→ How to complete this task:
Leave out the pictures and return every entry exactly as it appears.
-------- The data --------
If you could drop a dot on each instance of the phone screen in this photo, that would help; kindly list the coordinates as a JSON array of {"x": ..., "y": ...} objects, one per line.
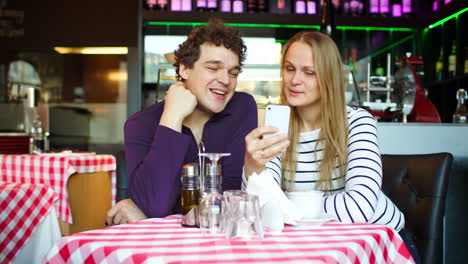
[{"x": 277, "y": 116}]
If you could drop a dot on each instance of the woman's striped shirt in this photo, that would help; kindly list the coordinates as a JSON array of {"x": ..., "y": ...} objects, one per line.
[{"x": 357, "y": 196}]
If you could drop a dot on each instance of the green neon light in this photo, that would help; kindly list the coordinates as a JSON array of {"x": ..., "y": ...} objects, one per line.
[
  {"x": 442, "y": 21},
  {"x": 155, "y": 23},
  {"x": 375, "y": 28},
  {"x": 390, "y": 46},
  {"x": 194, "y": 24}
]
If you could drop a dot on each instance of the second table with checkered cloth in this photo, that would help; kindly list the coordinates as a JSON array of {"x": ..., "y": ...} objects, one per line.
[
  {"x": 54, "y": 171},
  {"x": 164, "y": 240}
]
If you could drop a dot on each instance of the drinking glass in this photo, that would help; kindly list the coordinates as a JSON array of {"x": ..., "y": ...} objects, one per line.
[{"x": 243, "y": 218}]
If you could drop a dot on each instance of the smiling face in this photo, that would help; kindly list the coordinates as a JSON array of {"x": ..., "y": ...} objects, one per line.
[
  {"x": 300, "y": 82},
  {"x": 213, "y": 78}
]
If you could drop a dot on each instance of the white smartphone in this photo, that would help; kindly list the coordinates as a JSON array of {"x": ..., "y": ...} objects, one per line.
[{"x": 277, "y": 116}]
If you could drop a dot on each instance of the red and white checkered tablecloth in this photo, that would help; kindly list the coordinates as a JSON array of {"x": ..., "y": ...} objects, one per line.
[
  {"x": 54, "y": 171},
  {"x": 22, "y": 208},
  {"x": 164, "y": 240}
]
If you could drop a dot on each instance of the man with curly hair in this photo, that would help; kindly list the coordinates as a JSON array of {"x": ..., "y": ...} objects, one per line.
[{"x": 201, "y": 106}]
--------
→ Result:
If you could drop a dot on each instance of the phone screen in this photo, that would help; kindly list the coordinates as a JSON array of {"x": ..., "y": ...} objects, one per line.
[{"x": 277, "y": 116}]
If you could drop a dot on each instance of the woman's striped shirt in this photo, that would help; kindly list the coordinates as a JSON array of {"x": ..., "y": ...} objects, one per line.
[{"x": 357, "y": 196}]
If you could drop a dot on each instance of the green neon light in this photo, that would help; kindly list the coordinates as a JSON array of {"x": ..., "y": ...} objects, one per line.
[
  {"x": 442, "y": 21},
  {"x": 155, "y": 23},
  {"x": 375, "y": 28},
  {"x": 390, "y": 46},
  {"x": 194, "y": 24}
]
If you could drop a dot on each instance of the second table with checkered cloth in this photo, that would help; kindly list the coordinates as a JSON array of {"x": ..., "y": ...} objects, one per line.
[
  {"x": 54, "y": 171},
  {"x": 164, "y": 240}
]
If you could drop a dot on each instance of the drinking glass in this photo, that would help; kindly list the coordinates as a JSON array of {"x": ..., "y": ...} objects, one per line.
[{"x": 243, "y": 218}]
If you could drop a dot on each instance of the smiling face in this photo, that would help; kindly list the coordinates as a JSON array of {"x": ..., "y": ...} objects, one per line.
[
  {"x": 300, "y": 82},
  {"x": 213, "y": 78}
]
If you could drop a dot on each instance of the white smartphone in this photo, that would help; kindly list the coordinates as a JSON array of {"x": ..., "y": ...} objects, one per line.
[{"x": 277, "y": 116}]
If you could drop a dot on each instance of the red and white checkered tablecloth in this photo, that would help; kindly list the coordinates as a JSON array of {"x": ..., "y": ...} objects, one per line.
[
  {"x": 54, "y": 171},
  {"x": 22, "y": 208},
  {"x": 164, "y": 240}
]
If you could drop a dot on each instance of the man with curly hair in this photo, that would help; kindly list the coordinates as a JSON array of {"x": ..., "y": ...} objects, one per line.
[{"x": 201, "y": 106}]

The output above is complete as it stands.